# [Task statement]
Please pull out every one of the entries below and reproduce each of their lines verbatim, in the same order.

# [Dataset content]
— START —
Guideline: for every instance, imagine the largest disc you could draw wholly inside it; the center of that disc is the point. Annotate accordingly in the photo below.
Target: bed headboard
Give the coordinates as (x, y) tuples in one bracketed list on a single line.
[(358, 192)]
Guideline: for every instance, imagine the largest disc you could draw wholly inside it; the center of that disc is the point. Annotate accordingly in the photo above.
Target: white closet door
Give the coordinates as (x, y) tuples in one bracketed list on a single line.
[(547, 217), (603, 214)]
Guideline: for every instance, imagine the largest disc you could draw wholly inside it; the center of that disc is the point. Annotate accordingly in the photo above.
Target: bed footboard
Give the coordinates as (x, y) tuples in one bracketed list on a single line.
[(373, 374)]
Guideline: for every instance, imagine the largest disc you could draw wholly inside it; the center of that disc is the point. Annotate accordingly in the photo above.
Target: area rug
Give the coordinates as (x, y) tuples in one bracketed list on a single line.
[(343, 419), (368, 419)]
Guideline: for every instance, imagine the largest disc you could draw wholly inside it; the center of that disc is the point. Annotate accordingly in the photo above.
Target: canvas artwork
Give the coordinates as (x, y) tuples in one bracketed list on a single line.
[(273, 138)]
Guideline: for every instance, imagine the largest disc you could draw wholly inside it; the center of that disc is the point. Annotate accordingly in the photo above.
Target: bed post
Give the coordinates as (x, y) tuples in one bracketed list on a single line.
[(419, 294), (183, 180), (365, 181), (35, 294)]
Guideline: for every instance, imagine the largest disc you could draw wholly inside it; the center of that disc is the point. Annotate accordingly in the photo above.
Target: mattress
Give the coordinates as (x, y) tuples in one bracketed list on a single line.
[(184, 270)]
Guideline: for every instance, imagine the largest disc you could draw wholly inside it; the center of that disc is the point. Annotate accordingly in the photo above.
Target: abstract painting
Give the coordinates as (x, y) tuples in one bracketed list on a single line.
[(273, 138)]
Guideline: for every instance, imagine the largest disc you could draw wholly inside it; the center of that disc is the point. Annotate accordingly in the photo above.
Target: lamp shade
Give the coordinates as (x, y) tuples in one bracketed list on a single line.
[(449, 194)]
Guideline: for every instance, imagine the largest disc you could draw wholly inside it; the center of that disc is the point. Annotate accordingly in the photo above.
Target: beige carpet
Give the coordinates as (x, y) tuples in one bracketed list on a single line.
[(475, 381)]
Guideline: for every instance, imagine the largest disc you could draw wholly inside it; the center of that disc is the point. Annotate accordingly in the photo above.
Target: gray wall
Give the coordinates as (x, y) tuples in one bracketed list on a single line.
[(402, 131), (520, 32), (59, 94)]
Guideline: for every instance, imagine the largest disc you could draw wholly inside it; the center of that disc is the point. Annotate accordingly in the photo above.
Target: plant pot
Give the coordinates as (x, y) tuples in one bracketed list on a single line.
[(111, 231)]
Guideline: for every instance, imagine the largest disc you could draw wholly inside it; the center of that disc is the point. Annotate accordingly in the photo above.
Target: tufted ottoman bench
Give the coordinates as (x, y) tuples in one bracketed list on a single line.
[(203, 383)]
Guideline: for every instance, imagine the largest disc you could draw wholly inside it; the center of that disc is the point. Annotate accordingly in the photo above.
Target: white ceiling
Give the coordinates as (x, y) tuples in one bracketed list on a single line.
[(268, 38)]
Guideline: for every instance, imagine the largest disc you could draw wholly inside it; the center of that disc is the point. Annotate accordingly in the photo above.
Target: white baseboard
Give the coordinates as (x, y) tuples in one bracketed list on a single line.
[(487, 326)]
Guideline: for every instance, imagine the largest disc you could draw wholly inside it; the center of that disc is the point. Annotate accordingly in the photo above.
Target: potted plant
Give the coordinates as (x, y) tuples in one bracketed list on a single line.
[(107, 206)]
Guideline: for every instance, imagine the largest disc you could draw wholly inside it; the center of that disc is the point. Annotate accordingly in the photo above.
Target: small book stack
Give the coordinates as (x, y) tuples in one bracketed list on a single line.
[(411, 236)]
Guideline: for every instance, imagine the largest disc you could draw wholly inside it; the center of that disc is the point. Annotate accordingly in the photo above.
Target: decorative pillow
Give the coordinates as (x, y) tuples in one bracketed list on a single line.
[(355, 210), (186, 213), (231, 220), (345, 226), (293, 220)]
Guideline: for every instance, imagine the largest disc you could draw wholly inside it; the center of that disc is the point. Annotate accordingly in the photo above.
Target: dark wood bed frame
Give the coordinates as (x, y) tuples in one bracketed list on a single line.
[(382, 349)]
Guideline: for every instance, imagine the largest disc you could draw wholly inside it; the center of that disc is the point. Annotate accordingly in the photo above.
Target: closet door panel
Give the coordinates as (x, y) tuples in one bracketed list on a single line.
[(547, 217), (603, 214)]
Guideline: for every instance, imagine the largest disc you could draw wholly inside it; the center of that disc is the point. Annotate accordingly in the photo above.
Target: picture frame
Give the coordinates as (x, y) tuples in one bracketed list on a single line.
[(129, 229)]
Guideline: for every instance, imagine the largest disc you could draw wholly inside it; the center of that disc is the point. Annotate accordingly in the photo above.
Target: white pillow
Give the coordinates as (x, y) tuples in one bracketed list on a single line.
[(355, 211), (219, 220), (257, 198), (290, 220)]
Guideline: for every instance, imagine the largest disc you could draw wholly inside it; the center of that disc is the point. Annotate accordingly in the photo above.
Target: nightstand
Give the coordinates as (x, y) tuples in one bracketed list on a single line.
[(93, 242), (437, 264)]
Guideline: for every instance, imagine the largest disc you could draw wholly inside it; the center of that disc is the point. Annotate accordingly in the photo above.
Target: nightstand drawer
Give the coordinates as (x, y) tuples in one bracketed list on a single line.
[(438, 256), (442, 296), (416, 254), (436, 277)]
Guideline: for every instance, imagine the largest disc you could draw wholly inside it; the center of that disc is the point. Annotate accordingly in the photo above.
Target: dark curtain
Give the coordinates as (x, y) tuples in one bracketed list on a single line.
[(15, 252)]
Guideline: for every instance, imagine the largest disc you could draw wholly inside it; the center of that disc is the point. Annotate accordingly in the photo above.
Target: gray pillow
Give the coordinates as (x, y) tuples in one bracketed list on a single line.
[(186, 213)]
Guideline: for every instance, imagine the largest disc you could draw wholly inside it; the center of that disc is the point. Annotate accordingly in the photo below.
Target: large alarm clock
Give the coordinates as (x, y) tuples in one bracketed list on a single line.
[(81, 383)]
— END —
# [Complete answer]
Guideline: for every instance, imagine the largest disc you could draw wholly inside it; the center of that disc is the point. Annotate accordingly in the photo below.
Target: bed headboard
Give the coordinates as (x, y) tuples in one bracketed list on a single line.
[(358, 192)]
Guideline: for every instance, imagine the largest disc you could draw wholly inside it; the center of that disc is the point. Annotate accordingly in the photo above.
Target: white closet door
Give the coordinates as (x, y) tuples in one bracketed list on a single line.
[(547, 217), (603, 214)]
Guideline: for every instance, imagine the largest disc you could draw wholly inside it; the center of that disc is the point. Annotate accordingly in the photo above.
Target: bed footboard
Give the coordinates as (x, y) tuples in one bracketed list on a single line.
[(373, 374)]
Guideline: for every instance, imagine the largest disc you could draw wholly inside it; the center of that disc is the point. Annotate accordingly in the photo above.
Target: area rug
Give the coordinates as (x, y) tuples in one bracketed list on a single line.
[(343, 419), (368, 419)]
Guideline: for every instance, imagine the largest disc you could draw wholly inside it; the center of that disc is the point. Annotate accordingly in the photo above.
Target: canvas artwork
Give the coordinates as (x, y) tuples in one bracketed list on a single line.
[(273, 138)]
Guideline: for every instance, imagine the largest disc you could draw wholly inside it; the center of that disc is the point. Annotate accordingly in the photo above.
Target: bed post
Give the coordinates as (x, y) tuples in one bracketed list on a single line.
[(419, 294), (183, 180), (365, 181), (35, 294)]
Guideline: for every instance, imagine the largest disc you could draw wholly inside it; the center of that disc is the point. Annotate accordingly in the photo above.
Target: mattress
Give the coordinates as (x, y) tuples in one bracketed list on a single line.
[(184, 270)]
Guideline: for every instance, imagine the largest disc you could draw wholly inside it; the center of that disc is the point. Annotate accordingly in the photo above.
Target: abstract painting
Give the coordinates as (x, y) tuples in one bracketed list on a single line.
[(273, 138)]
Guideline: for every instance, imagine the largest disc you could draw wholly inside it; the center of that disc is the point. Annotate accordingly in the photo above.
Target: lamp shade
Give the coordinates as (x, y) tuples in one bracketed list on a single line.
[(449, 194)]
Guideline: for every instance, imagine the largest disc you could draw wholly inside it; the center of that disc is the point. Annotate accordingly in the photo above.
Target: beige carpet
Give the coordinates as (x, y) tuples in one bracketed list on a single line.
[(475, 381)]
Guideline: for every instance, imagine the largest disc you could draw wholly inside it; the center of that disc is the point. Annotate accordingly in the photo above.
Target: gray wall
Give the coordinates as (x, y) tuples in one bracketed list on a single line.
[(402, 131), (520, 32), (59, 94)]
Guideline: for every instance, imagine the largest disc you could draw wholly inside it; the center of that disc is the point. Annotate accordingly in the photo above.
Target: plant pot
Give the coordinates as (x, y) tuples in one bracketed list on a single line.
[(111, 231)]
Guideline: for every instance, imagine the largest disc you could draw wholly inside it; the center of that disc is the point. Annotate accordingly in the photo above.
Target: tufted ottoman bench
Give the coordinates as (x, y) tuples in one bracketed list on a single line.
[(203, 383)]
Guideline: for every instance, imagine the largest disc you could draw wholly inside it; the center of that disc is the point. Annotate accordingly in the photo above.
Target: white ceiling
Give the coordinates as (x, y) tuples in one bracketed list on a single line.
[(268, 38)]
Guideline: for every instance, imagine the largest disc you could draw wholly inside it; the center of that disc is the point. Annotate accordingly in the photo above.
Target: white baseboard
Give the coordinates as (x, y) tuples in one bracketed list on a single line.
[(487, 326)]
Guideline: for every instance, imagine the largest disc you could draw wholly inside it; the center of that disc is the point. Annotate accordingly in the photo above.
Target: potted plant
Give the coordinates as (x, y) tuples in one bracketed list on a single line.
[(107, 206)]
Guideline: for every instance, imagine the largest disc you could draw wholly inside it; the center of that disc is the point. Annotate accordingly in the photo above.
Target: small book stack
Give the coordinates as (x, y) tuples in one bracketed list on a single line.
[(411, 236)]
Guideline: for every instance, imagine the largest disc you could draw wholly inside it; the center of that disc is the point. Annotate accordingly in the photo above.
Target: decorative pillow
Give the coordinates as (x, y) tuples in one bracketed list on a single line.
[(355, 210), (186, 213), (231, 220), (345, 226), (293, 220)]
Guideline: for every instance, imagine the largest disc you could draw wholly inside it; the center of that disc is the point. Annotate accordingly in the photo above.
Target: dark wood bed frame
Give the coordinates as (x, y) tuples in one bracketed list on a single line.
[(382, 349)]
Guideline: for every instance, imagine the largest disc you could draw wholly inside it; the center of that disc is the point. Annotate accordingly in the photo above.
Target: closet door panel
Give the coordinates as (x, y) tuples in one bracketed list on a single line.
[(547, 217), (603, 214)]
Guideline: for every instance, imagine the largest disc you could draw wholly inside it; the center of that disc is the point. Annotate accordingly in the photo above.
Target: picture frame
Give the coordinates as (x, y) tuples in one bracketed list on a single line.
[(129, 229)]
Guideline: for every instance, imagine the largest disc you could draw wholly inside it; the center of that disc is the point. Annotate accordingly in the photo above.
Target: white pillow
Give the coordinates as (x, y) tuples in one bracketed list on a single line.
[(355, 211), (219, 220), (257, 198), (290, 220)]
Guideline: for every instance, imagine the largest disc you could draw wholly inside it; the center of that disc is the point. Annotate accordingly in the photo above.
Target: nightstand
Give the coordinates as (x, y) tuples in one bracketed list on a single line.
[(93, 242), (437, 264)]
Guideline: for every instance, imagine the largest disc you could draw wholly inside it; the center of that disc is the point. Annotate accordingly in the photo above.
Target: nightstand drawer
Give the coordinates as (x, y) tuples in one bracketed list on a single line.
[(438, 256), (442, 296), (416, 254), (436, 277)]
Guideline: for every instance, imagine the largest disc you could draw wholly inside it; the center of that disc is the point. Annotate accordingly in the photo above.
Target: dark curtain
Give the coordinates as (x, y) tuples in one bracketed list on a single line.
[(15, 252)]
Guideline: for every instance, imagine the largest disc you could draw wholly inside it; the center of that disc is the point. Annotate accordingly in the photo above.
Target: gray pillow
Give the coordinates as (x, y) tuples in one bracketed list on a single line.
[(186, 213)]
Guideline: for every instance, imagine the largest disc you could draw wholly inside it; the center of that disc is the point. Annotate accordingly in the photo below.
Target: large alarm clock
Give the coordinates as (x, y) tuples in one bracketed list on a single line.
[(81, 383)]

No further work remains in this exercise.